**WORK INSTRUCTIONS**
Rewrite the lines below with every "on screen" changed to "in the image" and nothing else altered. Leave the pictures out of your answer.
────
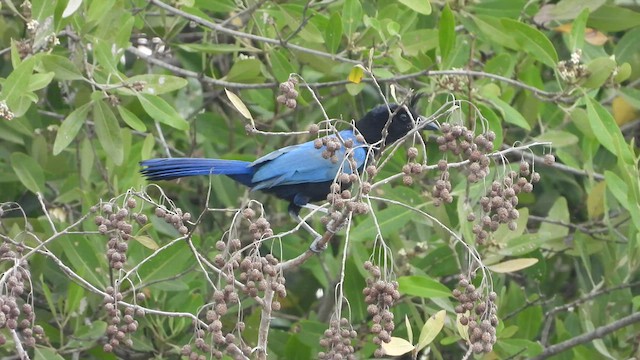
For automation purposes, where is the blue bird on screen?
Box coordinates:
[140,104,438,249]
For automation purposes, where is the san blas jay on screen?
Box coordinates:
[140,98,438,251]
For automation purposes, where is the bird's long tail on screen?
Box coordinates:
[140,158,253,186]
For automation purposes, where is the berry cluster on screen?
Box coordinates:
[182,285,251,360]
[402,146,422,186]
[91,198,147,270]
[436,123,496,182]
[362,261,400,358]
[0,294,44,347]
[467,161,540,245]
[102,286,145,352]
[156,206,191,235]
[276,76,298,109]
[453,275,498,354]
[318,318,358,360]
[556,49,589,84]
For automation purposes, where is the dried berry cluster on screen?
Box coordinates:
[402,146,422,185]
[0,242,44,347]
[276,76,298,109]
[362,261,400,357]
[156,206,191,235]
[556,49,589,84]
[436,123,496,182]
[467,161,540,245]
[91,198,147,270]
[453,275,498,354]
[102,286,145,352]
[318,318,358,360]
[0,294,44,347]
[182,285,251,360]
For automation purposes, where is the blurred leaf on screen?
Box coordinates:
[347,65,364,84]
[582,57,616,89]
[380,336,413,356]
[502,19,558,69]
[438,3,456,59]
[117,105,147,132]
[587,4,640,32]
[569,8,589,51]
[587,181,607,220]
[485,96,531,130]
[138,93,189,131]
[224,59,263,84]
[33,346,64,360]
[118,74,187,95]
[487,258,538,274]
[27,72,55,91]
[611,96,640,126]
[53,103,92,155]
[398,0,431,15]
[11,152,45,194]
[132,235,159,250]
[342,0,362,39]
[224,88,253,120]
[40,54,83,80]
[0,57,36,109]
[93,100,124,165]
[416,310,447,351]
[178,43,262,54]
[398,275,451,299]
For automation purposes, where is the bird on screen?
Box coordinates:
[140,101,438,250]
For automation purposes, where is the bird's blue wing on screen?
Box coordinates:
[251,130,367,190]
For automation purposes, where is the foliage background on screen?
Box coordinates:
[0,0,640,359]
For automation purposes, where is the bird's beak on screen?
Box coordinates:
[418,115,440,131]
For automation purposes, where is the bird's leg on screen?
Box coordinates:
[289,210,324,253]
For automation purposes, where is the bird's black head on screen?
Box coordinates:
[356,104,438,145]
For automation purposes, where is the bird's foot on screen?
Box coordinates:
[309,236,327,254]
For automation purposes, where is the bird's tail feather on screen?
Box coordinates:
[140,158,253,186]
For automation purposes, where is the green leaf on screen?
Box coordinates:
[224,59,263,84]
[398,0,431,15]
[587,5,640,32]
[0,57,35,112]
[93,100,124,165]
[138,93,189,131]
[350,205,411,242]
[380,336,413,356]
[398,275,451,299]
[11,152,45,193]
[416,310,447,351]
[53,103,92,155]
[33,346,64,360]
[118,105,147,132]
[471,15,520,50]
[582,56,617,89]
[178,43,262,54]
[324,12,342,54]
[485,96,531,130]
[118,74,188,95]
[342,0,362,42]
[502,19,558,68]
[585,96,633,163]
[569,8,589,51]
[487,258,538,274]
[27,72,55,91]
[40,54,83,80]
[438,3,456,59]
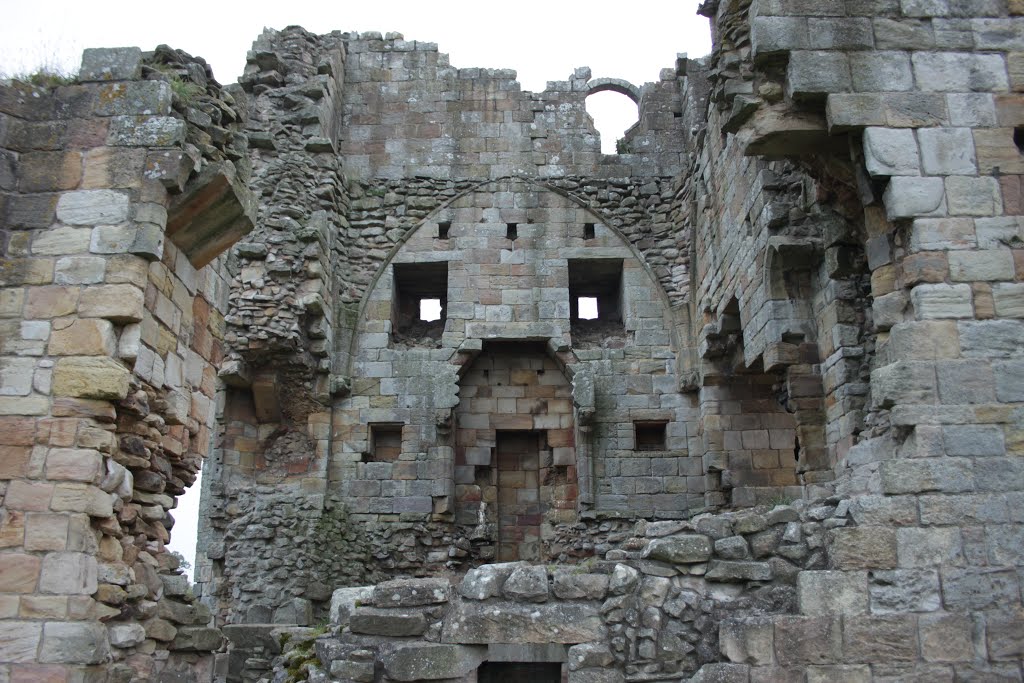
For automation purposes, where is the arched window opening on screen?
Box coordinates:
[587,90,640,155]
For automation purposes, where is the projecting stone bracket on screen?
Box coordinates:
[167,162,256,268]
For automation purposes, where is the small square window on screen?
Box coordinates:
[365,422,402,463]
[633,422,668,451]
[420,299,441,323]
[577,297,598,321]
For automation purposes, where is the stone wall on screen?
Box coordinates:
[0,0,1024,682]
[0,48,252,680]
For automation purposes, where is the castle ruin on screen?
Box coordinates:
[0,0,1024,683]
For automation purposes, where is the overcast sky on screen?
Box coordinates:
[0,0,711,577]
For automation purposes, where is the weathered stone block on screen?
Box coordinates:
[775,616,842,667]
[718,617,775,667]
[441,600,606,644]
[78,47,142,82]
[941,567,1020,611]
[56,189,130,225]
[825,526,896,569]
[380,643,487,681]
[868,569,941,614]
[797,571,868,616]
[642,533,712,564]
[552,567,608,600]
[47,318,117,355]
[882,176,946,220]
[53,356,130,399]
[918,613,975,661]
[918,128,978,175]
[864,127,921,176]
[373,579,451,607]
[705,560,773,582]
[785,50,852,99]
[910,285,974,319]
[348,607,427,637]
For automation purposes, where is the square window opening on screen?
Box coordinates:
[420,299,441,323]
[362,422,402,463]
[391,261,447,347]
[633,422,669,451]
[577,297,598,321]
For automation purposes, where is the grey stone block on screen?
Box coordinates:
[78,47,142,83]
[911,52,1009,92]
[642,535,712,564]
[882,176,946,220]
[785,50,852,99]
[918,128,978,175]
[880,458,974,494]
[942,567,1020,611]
[942,423,1007,457]
[380,642,487,681]
[850,51,913,92]
[867,569,942,614]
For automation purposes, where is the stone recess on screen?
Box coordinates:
[0,0,1024,683]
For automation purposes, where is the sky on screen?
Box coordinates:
[0,0,711,577]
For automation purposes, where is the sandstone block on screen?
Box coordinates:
[53,256,106,285]
[78,285,144,325]
[502,565,548,602]
[992,283,1024,317]
[0,357,36,396]
[46,449,103,483]
[92,81,171,117]
[0,553,42,593]
[946,175,1002,216]
[39,553,97,595]
[103,116,185,147]
[910,285,974,319]
[32,225,92,256]
[50,483,114,517]
[0,622,43,664]
[47,318,117,355]
[56,189,130,225]
[53,356,129,399]
[705,560,773,582]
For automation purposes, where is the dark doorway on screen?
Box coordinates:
[476,661,562,683]
[497,430,542,561]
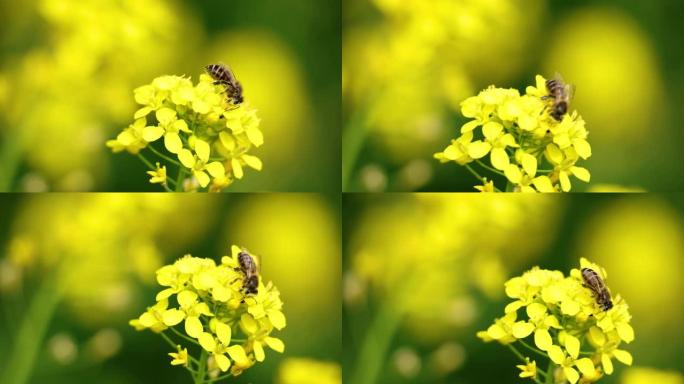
────
**RESPONSE TO THIS EXERCISE**
For automation purposes, where is the blue bird in the image?
Box coordinates:
[140,104,438,249]
For automation purposes, where is the san blas jay in the image?
Box coordinates:
[140,98,438,251]
For automation purposes, where is the bird's long tail in the image?
Box coordinates:
[140,158,253,186]
For automation purposes, where is the berry cluster in the image?
Box coordinates:
[182,285,251,360]
[402,146,422,186]
[91,198,147,270]
[436,123,496,182]
[362,261,400,358]
[0,294,44,347]
[467,161,540,245]
[102,286,145,352]
[156,206,191,235]
[276,76,298,109]
[453,275,498,354]
[318,318,358,360]
[556,49,589,84]
For automation purposes, where is the dried berry cluster in the image?
Box coordinates:
[402,146,422,185]
[0,242,44,347]
[276,76,298,109]
[362,261,400,357]
[156,206,191,235]
[556,49,589,84]
[436,123,496,182]
[467,161,540,245]
[91,198,147,270]
[453,275,498,354]
[102,286,145,352]
[318,318,358,360]
[0,294,44,347]
[182,285,251,360]
For automation purposes, where is the blurred leaf in the image?
Box coordinates:
[347,65,364,84]
[582,57,616,89]
[380,336,413,356]
[502,19,558,69]
[438,3,456,59]
[117,105,147,132]
[587,4,640,32]
[569,8,589,51]
[587,181,607,220]
[485,96,531,130]
[138,93,189,131]
[224,59,263,84]
[33,346,64,360]
[118,74,187,95]
[487,258,538,274]
[27,72,55,91]
[611,96,640,126]
[53,103,92,155]
[398,0,431,15]
[11,152,45,194]
[132,235,159,250]
[342,0,362,39]
[224,88,253,120]
[40,54,83,80]
[0,57,36,109]
[93,100,124,165]
[416,310,447,351]
[178,43,262,54]
[398,275,451,299]
For automation purposes, where is the bird in the image?
Box coordinates:
[140,101,438,250]
For automation purposes, where is the bird's blue wing in the image?
Box coordinates:
[251,130,367,190]
For automation purposes, where is the foliage background in the image?
Box coordinates:
[0,0,640,359]
For automation purposes, where is the bird's beak in the image?
Box coordinates:
[418,115,440,131]
For automation purposes, where is the bird's leg in the image?
Box coordinates:
[289,210,324,253]
For automation purposes, where is the bird's black head in the image?
Box coordinates:
[356,104,438,145]
For automation purposes, where is the bird's foot in the image?
Box coordinates:
[309,236,327,254]
For automation purposes, where is the bird's tail feather in the image?
Box coordinates:
[140,158,253,186]
For automation purposes, where is the green leaf in the image?
Box coordinates:
[224,59,263,84]
[398,0,431,15]
[587,5,640,32]
[0,57,35,112]
[93,100,124,165]
[138,93,189,131]
[350,205,411,242]
[380,336,413,356]
[398,275,451,299]
[11,152,45,193]
[416,310,447,351]
[53,103,92,155]
[33,346,64,360]
[118,105,147,132]
[471,15,520,50]
[582,56,617,89]
[178,43,262,54]
[324,12,342,54]
[485,96,531,130]
[118,74,188,95]
[342,0,362,42]
[502,19,558,68]
[585,96,633,163]
[569,8,589,51]
[487,258,538,274]
[27,72,55,91]
[40,54,83,80]
[438,3,456,59]
For automation purposes, where is the arched window opening in the image?
Box coordinates:
[587,90,640,155]
For automation purposes, where is the projecting stone bracket in the image?
Box coordinates:
[167,162,256,268]
For automation purposes, where is the small square window in the image?
Box coordinates:
[365,422,402,463]
[633,422,668,451]
[420,299,441,323]
[577,297,598,321]
For automation purposes, where is the stone wall in the image?
Box coordinates:
[0,0,1024,682]
[0,48,252,680]
For automation purposes, where is the castle ruin in the image?
Box coordinates:
[0,0,1024,683]
For automation purposes, where is the overcast sky in the image?
Box coordinates:
[0,0,711,577]
For automation purposes, where is the weathered stone block in the image?
Box coordinates:
[775,616,842,667]
[718,617,775,667]
[441,600,606,644]
[78,47,142,82]
[941,567,1020,611]
[56,189,130,225]
[825,526,896,569]
[380,643,487,681]
[868,569,941,614]
[797,571,868,616]
[642,533,712,564]
[552,567,608,600]
[47,318,117,355]
[882,176,946,220]
[53,356,130,399]
[918,613,975,661]
[918,128,978,175]
[864,127,921,176]
[373,579,451,607]
[705,560,773,582]
[785,50,852,99]
[910,285,974,319]
[348,607,427,637]
For automation purposes, where is the square window opening in the image?
Box coordinates:
[420,299,441,323]
[362,422,402,463]
[391,261,447,347]
[633,422,669,451]
[577,297,598,321]
For automation purposes, where is the grey stone block in the image?
Box coordinates:
[78,47,142,83]
[911,52,1009,92]
[642,535,712,564]
[882,176,946,220]
[785,50,852,99]
[918,128,978,175]
[880,458,974,494]
[942,567,1020,611]
[942,423,1007,457]
[380,642,487,681]
[850,51,913,92]
[867,569,942,614]
For automation purposes, where is the stone recess in the image?
Box coordinates:
[0,0,1024,683]
For automation purposes, where is the sky in the image?
Box coordinates:
[0,0,711,577]
For automation purposes, where is the sandstone block in the image?
Box coordinates:
[53,256,106,285]
[78,285,144,325]
[502,565,548,602]
[992,283,1024,317]
[0,357,36,396]
[46,449,103,483]
[92,81,171,117]
[0,553,42,593]
[946,175,1002,216]
[39,553,97,595]
[103,116,185,147]
[910,285,974,319]
[32,225,92,256]
[50,483,114,517]
[0,622,43,664]
[47,318,117,355]
[56,189,130,225]
[53,356,129,399]
[705,560,773,582]
For automation purposes, where is the dark doorway in the image?
Box coordinates:
[476,661,562,683]
[497,430,542,561]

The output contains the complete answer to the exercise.